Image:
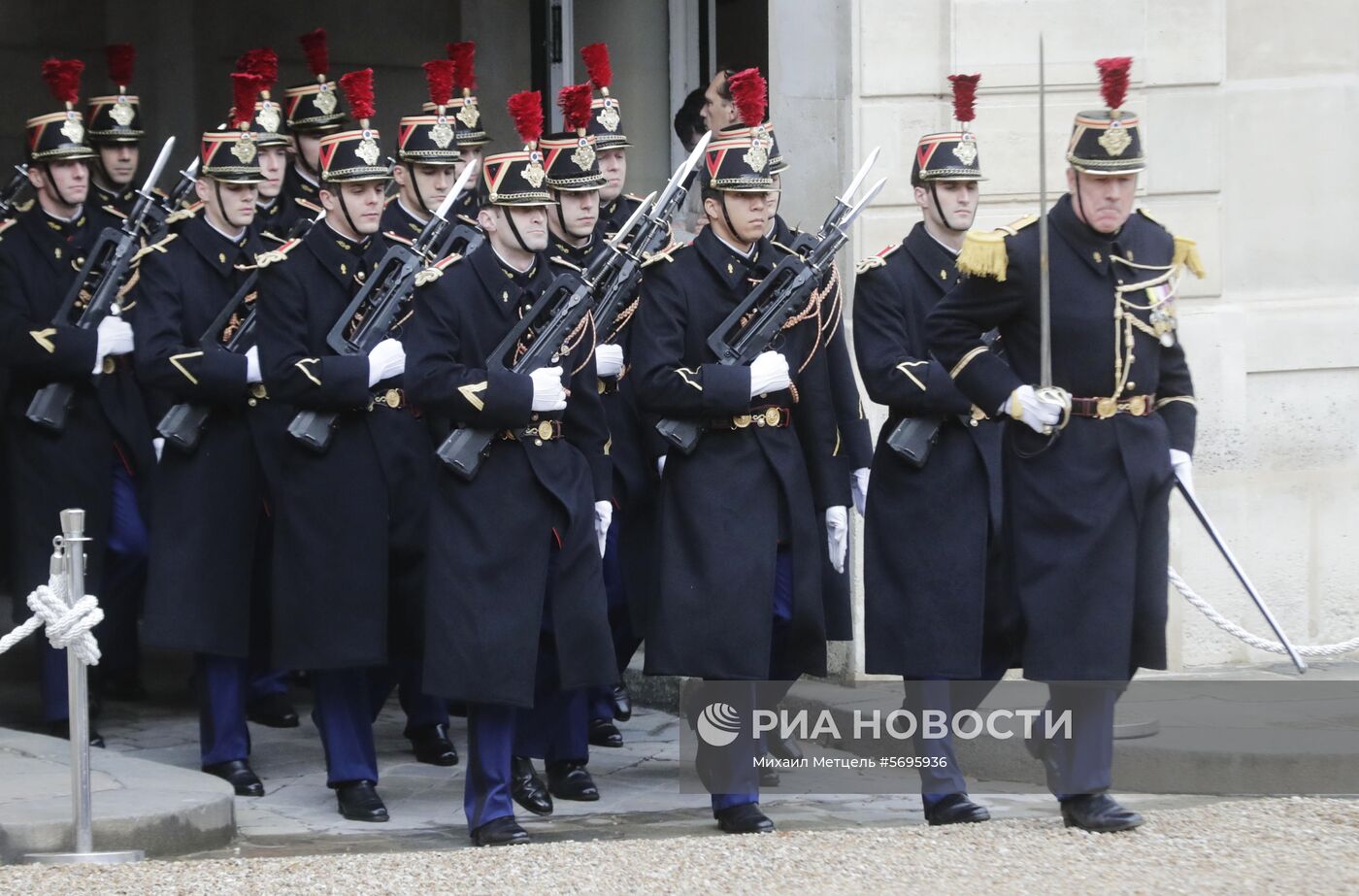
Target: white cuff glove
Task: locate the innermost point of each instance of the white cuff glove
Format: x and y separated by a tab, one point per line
604	515
386	359
1182	465
768	373
1026	407
253	366
112	338
859	487
838	536
547	393
608	359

········

» STATED EXERCISE: Please retype all of the material above line for line, leaving out the pictures.

» EXERCISE RESPONSE:
Image:
Target: white cuff glove
Task: locate the innermost point of each instance of the white cuff glove
Format: x and y separated by a tab, one point per line
604	515
386	359
1182	465
768	373
1026	407
253	366
112	338
859	487
838	536
547	393
608	359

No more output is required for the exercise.